REQUIRED WORK
All records below must be retyped exactly.

----

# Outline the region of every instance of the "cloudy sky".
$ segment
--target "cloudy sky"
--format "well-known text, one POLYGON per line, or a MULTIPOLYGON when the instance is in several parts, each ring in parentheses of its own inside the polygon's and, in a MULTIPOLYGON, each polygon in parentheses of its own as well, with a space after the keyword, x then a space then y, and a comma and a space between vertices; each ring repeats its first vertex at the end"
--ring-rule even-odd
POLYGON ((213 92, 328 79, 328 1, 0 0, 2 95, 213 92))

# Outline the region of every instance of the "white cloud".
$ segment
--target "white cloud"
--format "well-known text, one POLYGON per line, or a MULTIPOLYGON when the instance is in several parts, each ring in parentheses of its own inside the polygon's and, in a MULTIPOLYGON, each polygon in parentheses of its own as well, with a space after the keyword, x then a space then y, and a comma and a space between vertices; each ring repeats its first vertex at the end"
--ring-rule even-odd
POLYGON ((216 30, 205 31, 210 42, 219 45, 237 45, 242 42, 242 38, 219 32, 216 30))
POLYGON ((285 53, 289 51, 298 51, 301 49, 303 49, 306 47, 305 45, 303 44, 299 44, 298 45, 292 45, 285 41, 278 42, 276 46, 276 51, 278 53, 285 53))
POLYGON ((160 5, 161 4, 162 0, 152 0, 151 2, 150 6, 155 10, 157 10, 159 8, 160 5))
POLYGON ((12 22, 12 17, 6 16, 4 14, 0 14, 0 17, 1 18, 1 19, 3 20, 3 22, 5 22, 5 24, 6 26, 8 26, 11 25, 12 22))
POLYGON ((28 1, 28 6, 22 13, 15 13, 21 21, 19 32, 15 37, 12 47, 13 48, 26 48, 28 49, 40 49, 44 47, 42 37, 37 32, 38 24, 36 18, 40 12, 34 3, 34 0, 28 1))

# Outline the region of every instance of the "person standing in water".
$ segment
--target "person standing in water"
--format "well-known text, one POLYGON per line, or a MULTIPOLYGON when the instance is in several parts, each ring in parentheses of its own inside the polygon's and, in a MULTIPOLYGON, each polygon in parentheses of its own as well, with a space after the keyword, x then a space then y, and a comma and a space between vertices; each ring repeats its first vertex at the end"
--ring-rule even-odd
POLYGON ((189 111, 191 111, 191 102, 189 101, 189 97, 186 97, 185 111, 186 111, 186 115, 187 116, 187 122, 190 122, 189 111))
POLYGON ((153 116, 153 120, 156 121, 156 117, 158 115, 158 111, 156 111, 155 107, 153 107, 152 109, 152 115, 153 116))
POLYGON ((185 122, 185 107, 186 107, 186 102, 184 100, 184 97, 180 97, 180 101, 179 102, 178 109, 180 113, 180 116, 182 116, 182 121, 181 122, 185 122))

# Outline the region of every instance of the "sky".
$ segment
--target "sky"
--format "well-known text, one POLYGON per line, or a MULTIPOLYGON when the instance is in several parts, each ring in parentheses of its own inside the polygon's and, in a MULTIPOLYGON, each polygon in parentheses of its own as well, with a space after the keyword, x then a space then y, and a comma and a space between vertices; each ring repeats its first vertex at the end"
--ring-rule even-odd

----

FINAL RESULT
# Outline the region of every instance of the "cloudy sky".
$ segment
--target "cloudy sky"
--format "well-known text, one POLYGON per line, or a MULTIPOLYGON when the instance is in several parts, each ring in parentheses of its own inside the polygon's and, in a MULTIPOLYGON, each polygon in parentheses of its own as well, with a space after the keyword, x then a space then y, and a comma and a space between vertices; each ring repeats its first vertex at the end"
--ring-rule even-odd
POLYGON ((213 92, 328 79, 328 1, 0 0, 2 95, 213 92))

# Outline the region of every instance of the "white cloud".
$ segment
--target "white cloud"
--format "well-known text, one POLYGON per line, or a MULTIPOLYGON when the instance is in several parts, each ring in parentheses of its own inside the polygon's and, in a MULTIPOLYGON, each polygon in parentheses of its own as well, with a space after the keyword, x then a space then y, and a comma and a space between vertices; each ring repeats its first vertex at the end"
--ring-rule even-odd
POLYGON ((216 30, 205 31, 210 42, 219 45, 237 45, 242 42, 242 38, 219 32, 216 30))
POLYGON ((285 53, 289 51, 298 51, 301 49, 303 49, 306 47, 305 45, 303 44, 299 44, 298 45, 292 45, 285 41, 278 42, 276 46, 276 51, 278 53, 285 53))
POLYGON ((160 5, 161 4, 162 0, 152 0, 151 2, 150 6, 155 10, 157 10, 159 8, 160 5))
POLYGON ((12 22, 12 17, 6 16, 4 14, 0 14, 0 17, 1 18, 1 19, 3 20, 3 22, 5 22, 5 24, 6 26, 8 26, 11 25, 12 22))
POLYGON ((28 1, 28 6, 22 13, 15 13, 21 21, 19 32, 15 37, 12 47, 13 48, 26 48, 28 49, 40 49, 44 47, 42 37, 37 32, 38 24, 36 18, 40 12, 34 3, 34 0, 28 1))

# Outline the region of every instance of the "person standing in water".
$ segment
--target "person standing in water"
--format "well-known text, one POLYGON per line, or a MULTIPOLYGON when the instance is in several parts, each ring in parentheses of its own inside the polygon's and, in a MULTIPOLYGON, each polygon in parentheses of its own as well, with a space after the keyword, x then a space then y, and a comma and a space between vertices; each ring repeats its first vertex at the end"
--ring-rule even-odd
POLYGON ((189 111, 191 111, 191 102, 189 101, 189 97, 186 97, 185 111, 186 111, 186 115, 187 116, 187 122, 190 122, 189 111))
POLYGON ((153 116, 153 120, 156 121, 156 117, 158 115, 158 111, 156 111, 155 107, 153 107, 152 109, 152 115, 153 116))
POLYGON ((185 122, 185 107, 186 107, 186 102, 184 100, 184 97, 180 97, 180 101, 179 102, 178 109, 180 113, 180 116, 182 116, 182 121, 181 122, 185 122))

# Outline the region of every instance of the "sky".
$ segment
--target "sky"
--format "well-known text, one POLYGON per line, or a MULTIPOLYGON when the instance is in several parts, each ring in parentheses of its own inside the polygon's and, in a MULTIPOLYGON, each polygon in parentheses of its own as well, with a space after the keyword, x then a space then y, and a comma and a space between vertices; each ring repeats its first vertex at the end"
--ring-rule even-odd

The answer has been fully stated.